» RECORD EXTRACTS:
Start of Block

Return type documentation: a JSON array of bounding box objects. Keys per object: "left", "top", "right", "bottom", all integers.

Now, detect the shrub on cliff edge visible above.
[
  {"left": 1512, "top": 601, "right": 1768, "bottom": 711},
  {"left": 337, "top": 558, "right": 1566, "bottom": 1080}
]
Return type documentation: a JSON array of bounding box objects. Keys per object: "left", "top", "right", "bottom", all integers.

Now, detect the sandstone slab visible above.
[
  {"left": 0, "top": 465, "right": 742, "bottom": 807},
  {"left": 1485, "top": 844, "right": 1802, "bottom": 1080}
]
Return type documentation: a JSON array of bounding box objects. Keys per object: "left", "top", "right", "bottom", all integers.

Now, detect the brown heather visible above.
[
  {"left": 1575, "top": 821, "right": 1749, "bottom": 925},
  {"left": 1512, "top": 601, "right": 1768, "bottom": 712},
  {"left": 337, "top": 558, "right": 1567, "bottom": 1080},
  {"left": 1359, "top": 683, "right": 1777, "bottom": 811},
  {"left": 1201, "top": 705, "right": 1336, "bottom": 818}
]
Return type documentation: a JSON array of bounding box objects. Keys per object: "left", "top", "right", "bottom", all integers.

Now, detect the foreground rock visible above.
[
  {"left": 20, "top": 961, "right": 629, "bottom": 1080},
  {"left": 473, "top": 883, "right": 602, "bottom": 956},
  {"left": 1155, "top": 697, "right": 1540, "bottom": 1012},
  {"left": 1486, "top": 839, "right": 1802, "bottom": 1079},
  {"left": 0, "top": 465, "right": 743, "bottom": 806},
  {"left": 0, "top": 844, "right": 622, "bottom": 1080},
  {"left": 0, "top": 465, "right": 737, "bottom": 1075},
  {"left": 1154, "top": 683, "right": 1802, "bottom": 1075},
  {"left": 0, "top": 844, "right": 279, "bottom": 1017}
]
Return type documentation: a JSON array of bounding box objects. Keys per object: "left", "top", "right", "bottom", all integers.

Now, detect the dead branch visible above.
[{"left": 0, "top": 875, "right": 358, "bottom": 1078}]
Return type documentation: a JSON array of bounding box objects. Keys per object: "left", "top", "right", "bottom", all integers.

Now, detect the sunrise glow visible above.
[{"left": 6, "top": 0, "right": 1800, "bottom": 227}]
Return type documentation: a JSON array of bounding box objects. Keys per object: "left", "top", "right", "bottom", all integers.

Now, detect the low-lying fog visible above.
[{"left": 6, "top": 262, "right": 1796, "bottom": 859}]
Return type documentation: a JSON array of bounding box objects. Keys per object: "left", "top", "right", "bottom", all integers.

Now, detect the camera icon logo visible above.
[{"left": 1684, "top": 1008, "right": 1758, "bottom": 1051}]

End of Block

» ABOUT THIS TASK: Retype the material in full. Keep every character as it is.

» ANSWER SECTION:
Return type documentation: a JSON array of bounding box objects. Keys per object: "left", "top", "right", "bottom", all integers.

Now, detect the shrub on cliff edge visible above.
[
  {"left": 1512, "top": 601, "right": 1768, "bottom": 711},
  {"left": 337, "top": 558, "right": 1566, "bottom": 1080}
]
Return type documentation: a JSON array of bounding box objects. Keys per object: "left", "top", "right", "bottom", all integers.

Now, detect the sandstone slab visible above.
[
  {"left": 0, "top": 465, "right": 742, "bottom": 807},
  {"left": 1485, "top": 844, "right": 1802, "bottom": 1080}
]
Return type documentation: a JSON array of bounding box objects. Keys per object: "left", "top", "right", "bottom", all integers.

Now, detect the brown heather visible above.
[
  {"left": 1575, "top": 821, "right": 1749, "bottom": 925},
  {"left": 1512, "top": 601, "right": 1768, "bottom": 712},
  {"left": 337, "top": 558, "right": 1567, "bottom": 1080},
  {"left": 1359, "top": 683, "right": 1777, "bottom": 811},
  {"left": 1201, "top": 705, "right": 1336, "bottom": 818}
]
Return type documentation: a JSON array of bounding box objects. Keys per object: "left", "top", "right", "bottom", all integers.

Now, detect the foreground rock visible above.
[
  {"left": 20, "top": 961, "right": 629, "bottom": 1080},
  {"left": 473, "top": 883, "right": 602, "bottom": 956},
  {"left": 1155, "top": 697, "right": 1540, "bottom": 1012},
  {"left": 1486, "top": 839, "right": 1802, "bottom": 1079},
  {"left": 0, "top": 465, "right": 743, "bottom": 806},
  {"left": 0, "top": 844, "right": 622, "bottom": 1080},
  {"left": 0, "top": 465, "right": 737, "bottom": 1075},
  {"left": 1154, "top": 683, "right": 1802, "bottom": 1075},
  {"left": 0, "top": 844, "right": 279, "bottom": 1017}
]
Return type documentation: a JSON array of bounding box objects. Keys per object: "left", "top", "right", "bottom", all integers.

Now, detect the dead branch visible above.
[{"left": 0, "top": 875, "right": 358, "bottom": 1078}]
Return type documentation: a JSON array of bounding box objects. Keys per object: "left", "top", "right", "bottom", all integers.

Now, detect the sunrise glow visible above.
[{"left": 6, "top": 0, "right": 1800, "bottom": 227}]
Return type documentation: a JSON array of bounding box objects. Keys per object: "left", "top", "right", "bottom", all integers.

Now, detect the low-lying fog visible above.
[{"left": 6, "top": 262, "right": 1796, "bottom": 859}]
Return type documentation: a JSON array of bounding box objects. Keys per object: "left", "top", "right", "bottom", all integers.

Now, detect the camera icon logo visible above.
[{"left": 1684, "top": 1008, "right": 1758, "bottom": 1051}]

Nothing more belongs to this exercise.